-- Text for analysis --
Emergency Room Encounter Leads to a Career as a Certified PA

A trip to the emergency room with appendicitis led Archana Patel, PA-C to the PA profession. She was seen and evaluated by a PA; an encounter Patel says stuck with her the most during a scary time for her and her family.  

“He reassured my family that I would be completely fine after the surgery.” She was unaware of the PA profession prior to her ER visit, but left the ER with a career goal to become a PA. “I am forever thankful for the time he took to educate me on the PA profession.” said Patel.  

Patel’s first job as a Certified PA was at an Army base in Hawaii where she treated active-duty service members. She transitioned to sleep medicine for a year and a half and is now a full-time Certified PA specializing in Urgent Care. She is still able to practice sleep medicine due to the versatility of the PA profession which affords the opportunity to change specialties.  

“I really enjoy sleep medicine and am able to continue seeing my patients via telemedicine a few days a month,” said Patel. “This allows me to maintain my knowledge of the specialty while working full-time in urgent care.”

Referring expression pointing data
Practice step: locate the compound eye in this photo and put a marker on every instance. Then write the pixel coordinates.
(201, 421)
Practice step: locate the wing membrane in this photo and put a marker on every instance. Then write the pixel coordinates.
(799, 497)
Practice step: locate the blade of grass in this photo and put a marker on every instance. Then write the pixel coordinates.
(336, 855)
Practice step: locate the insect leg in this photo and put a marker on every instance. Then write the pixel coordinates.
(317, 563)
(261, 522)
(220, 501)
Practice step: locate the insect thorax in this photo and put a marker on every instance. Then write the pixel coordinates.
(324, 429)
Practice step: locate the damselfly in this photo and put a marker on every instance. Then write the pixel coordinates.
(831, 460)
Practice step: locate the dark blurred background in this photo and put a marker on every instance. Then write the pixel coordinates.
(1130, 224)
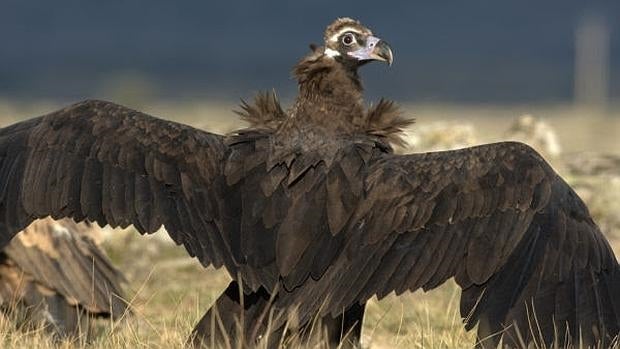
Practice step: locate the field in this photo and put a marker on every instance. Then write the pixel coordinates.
(169, 292)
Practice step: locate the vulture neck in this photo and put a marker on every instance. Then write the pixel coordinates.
(330, 93)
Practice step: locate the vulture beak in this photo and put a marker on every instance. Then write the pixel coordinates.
(376, 50)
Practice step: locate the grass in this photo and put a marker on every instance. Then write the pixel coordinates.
(169, 292)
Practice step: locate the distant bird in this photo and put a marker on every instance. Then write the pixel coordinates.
(309, 209)
(52, 274)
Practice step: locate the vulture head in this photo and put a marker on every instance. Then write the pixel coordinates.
(351, 43)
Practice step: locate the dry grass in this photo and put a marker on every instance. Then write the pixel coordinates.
(169, 292)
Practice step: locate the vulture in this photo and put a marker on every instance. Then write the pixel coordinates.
(312, 213)
(53, 274)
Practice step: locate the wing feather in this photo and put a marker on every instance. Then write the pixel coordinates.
(115, 166)
(495, 217)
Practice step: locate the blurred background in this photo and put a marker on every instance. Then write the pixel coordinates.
(547, 73)
(476, 61)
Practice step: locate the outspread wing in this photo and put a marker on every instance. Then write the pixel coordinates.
(517, 239)
(65, 261)
(103, 162)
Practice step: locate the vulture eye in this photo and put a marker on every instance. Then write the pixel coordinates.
(348, 39)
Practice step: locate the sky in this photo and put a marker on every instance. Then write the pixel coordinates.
(471, 52)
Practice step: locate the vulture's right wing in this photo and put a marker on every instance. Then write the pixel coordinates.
(103, 162)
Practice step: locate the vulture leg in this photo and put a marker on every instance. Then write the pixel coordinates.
(345, 328)
(234, 322)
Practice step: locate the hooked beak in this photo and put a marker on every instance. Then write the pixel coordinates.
(376, 50)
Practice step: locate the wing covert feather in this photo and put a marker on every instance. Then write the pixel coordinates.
(110, 164)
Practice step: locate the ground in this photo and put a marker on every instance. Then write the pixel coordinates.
(169, 291)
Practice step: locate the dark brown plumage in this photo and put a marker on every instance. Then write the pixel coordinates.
(309, 209)
(53, 274)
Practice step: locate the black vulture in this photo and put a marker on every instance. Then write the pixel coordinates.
(311, 212)
(53, 274)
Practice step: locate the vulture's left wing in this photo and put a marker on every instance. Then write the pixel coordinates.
(515, 236)
(107, 163)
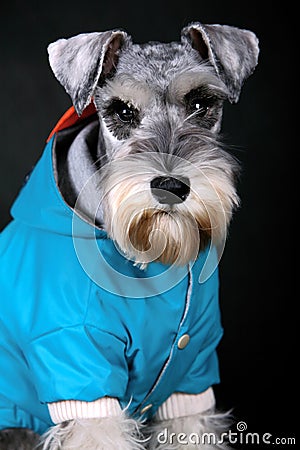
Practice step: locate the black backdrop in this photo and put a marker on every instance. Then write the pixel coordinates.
(257, 353)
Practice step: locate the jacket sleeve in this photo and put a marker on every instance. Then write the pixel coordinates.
(77, 363)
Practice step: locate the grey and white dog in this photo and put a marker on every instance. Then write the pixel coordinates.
(166, 183)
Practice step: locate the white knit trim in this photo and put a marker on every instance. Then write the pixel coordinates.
(181, 405)
(74, 409)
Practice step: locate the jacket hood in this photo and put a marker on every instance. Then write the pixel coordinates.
(40, 203)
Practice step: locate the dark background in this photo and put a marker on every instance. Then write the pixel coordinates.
(257, 353)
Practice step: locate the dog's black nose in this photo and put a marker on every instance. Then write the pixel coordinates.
(170, 190)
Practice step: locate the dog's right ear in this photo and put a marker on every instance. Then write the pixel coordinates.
(78, 62)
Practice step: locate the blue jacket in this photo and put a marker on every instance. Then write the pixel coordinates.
(76, 325)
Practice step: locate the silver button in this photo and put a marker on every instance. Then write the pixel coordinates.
(183, 341)
(146, 408)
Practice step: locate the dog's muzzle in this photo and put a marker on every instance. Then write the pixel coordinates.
(170, 190)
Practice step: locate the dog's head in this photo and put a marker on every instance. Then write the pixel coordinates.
(167, 185)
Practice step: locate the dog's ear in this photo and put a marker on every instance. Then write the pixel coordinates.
(80, 61)
(232, 52)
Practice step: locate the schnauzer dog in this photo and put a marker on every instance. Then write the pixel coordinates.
(109, 288)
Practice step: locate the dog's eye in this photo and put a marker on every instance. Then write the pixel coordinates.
(199, 106)
(125, 112)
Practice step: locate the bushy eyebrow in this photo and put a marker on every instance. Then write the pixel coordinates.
(185, 82)
(130, 90)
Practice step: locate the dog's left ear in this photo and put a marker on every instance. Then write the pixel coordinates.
(80, 61)
(232, 52)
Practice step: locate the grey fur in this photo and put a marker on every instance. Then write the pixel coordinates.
(18, 439)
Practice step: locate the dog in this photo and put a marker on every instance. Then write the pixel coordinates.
(109, 283)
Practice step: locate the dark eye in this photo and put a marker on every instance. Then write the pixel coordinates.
(199, 106)
(125, 112)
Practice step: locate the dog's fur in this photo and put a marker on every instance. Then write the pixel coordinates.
(160, 109)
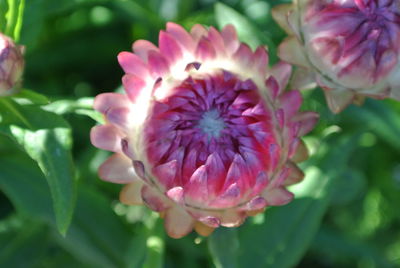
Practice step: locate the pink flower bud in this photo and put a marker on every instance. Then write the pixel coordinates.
(350, 47)
(11, 66)
(205, 135)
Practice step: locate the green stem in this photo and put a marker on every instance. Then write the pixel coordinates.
(14, 18)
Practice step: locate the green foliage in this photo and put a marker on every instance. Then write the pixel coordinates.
(55, 212)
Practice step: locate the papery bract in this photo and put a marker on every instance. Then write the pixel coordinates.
(206, 134)
(351, 48)
(11, 66)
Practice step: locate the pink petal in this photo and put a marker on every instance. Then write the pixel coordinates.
(280, 14)
(133, 86)
(181, 35)
(158, 64)
(338, 99)
(231, 40)
(278, 196)
(106, 137)
(154, 199)
(119, 117)
(301, 153)
(244, 55)
(291, 102)
(260, 60)
(216, 40)
(131, 193)
(205, 50)
(303, 79)
(196, 192)
(117, 169)
(296, 174)
(176, 194)
(273, 87)
(256, 203)
(307, 122)
(105, 101)
(290, 50)
(132, 64)
(216, 174)
(165, 173)
(142, 49)
(198, 32)
(169, 47)
(282, 72)
(232, 217)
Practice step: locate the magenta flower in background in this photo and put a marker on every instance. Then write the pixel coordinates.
(11, 66)
(350, 47)
(205, 135)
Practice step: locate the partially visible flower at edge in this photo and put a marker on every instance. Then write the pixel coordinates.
(206, 134)
(11, 66)
(350, 48)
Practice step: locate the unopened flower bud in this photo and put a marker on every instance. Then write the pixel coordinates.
(11, 66)
(351, 48)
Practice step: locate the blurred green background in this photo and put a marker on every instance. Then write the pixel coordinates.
(346, 213)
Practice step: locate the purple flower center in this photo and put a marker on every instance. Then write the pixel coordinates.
(211, 123)
(218, 125)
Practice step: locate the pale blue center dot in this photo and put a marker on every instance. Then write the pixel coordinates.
(211, 123)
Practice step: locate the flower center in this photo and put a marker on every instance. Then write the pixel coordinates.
(213, 128)
(211, 123)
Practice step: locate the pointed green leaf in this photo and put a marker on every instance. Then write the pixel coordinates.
(46, 138)
(247, 31)
(284, 235)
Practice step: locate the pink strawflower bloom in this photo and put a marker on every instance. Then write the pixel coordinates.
(350, 47)
(11, 66)
(206, 134)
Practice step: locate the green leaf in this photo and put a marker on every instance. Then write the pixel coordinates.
(46, 138)
(224, 247)
(23, 183)
(96, 237)
(25, 243)
(247, 31)
(82, 106)
(155, 245)
(379, 118)
(30, 97)
(3, 11)
(337, 245)
(282, 238)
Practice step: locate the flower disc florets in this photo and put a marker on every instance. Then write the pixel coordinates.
(11, 66)
(206, 134)
(352, 46)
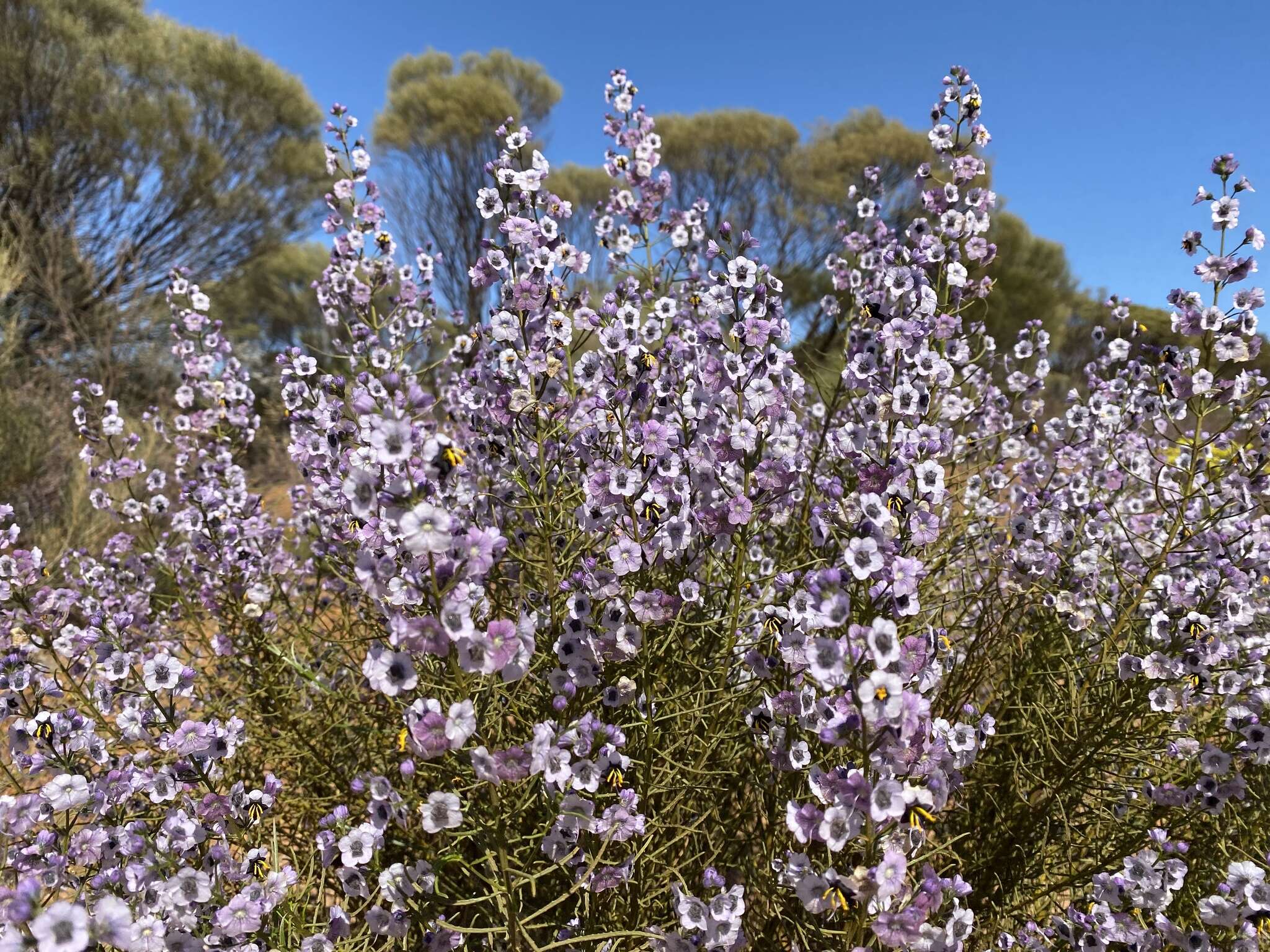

-- Work task 1 --
According to the profile of Archana Patel above, why can she still practice sleep medicine while working full-time in urgent care? Answer in one to three sentences.
-- Work task 2 --
Continue the profile of Archana Patel from its last sentence.

-- Response 1 --
She can still practice sleep medicine because the PA profession is versatile and allows PAs to change specialties. She sees her sleep medicine patients via telemedicine a few days a month, which lets her maintain her knowledge of that specialty.

-- Response 2 --
Starting in urgent care right at the beginning of the COVID-19 pandemic was no easy feat. During COVID-19 surge periods, Patel would see more than 50 patients on some days.  

“A typical day for me is unpredictable,” said Patel. “Being in a specialty that involves a wide range of types of patients and ailments, no two days are the same.”  

She treats patients with ailments ranging from injury to urinary tract infections. 

A career as a Certified PA is not without its challenges. Patel gets occasional resistance from patients who are unaware of what a PA is. She sees this as an opportunity to educate patients on her training and role on the health care team.  

“Certified PAs are patient advocates and patient educators, whether this means helping a patient understand what our role is or teaching a patient how to use a nebulizer for a breathing treatment. We provide compassion-driven, patient-centered medical care to make a positive impact in the lives of our patients.” 

As the only PA in her group of health care providers, Patel rotates between five urgent care clinic locations and may be the only provider on some days.  

“I evaluate and treat patients on my own with my supervising physician being a phone call away should I need a second opinion,” said Patel.  

She also works closely with medical assistants and physicians, collaborating as a team to ensure that all patients are treated.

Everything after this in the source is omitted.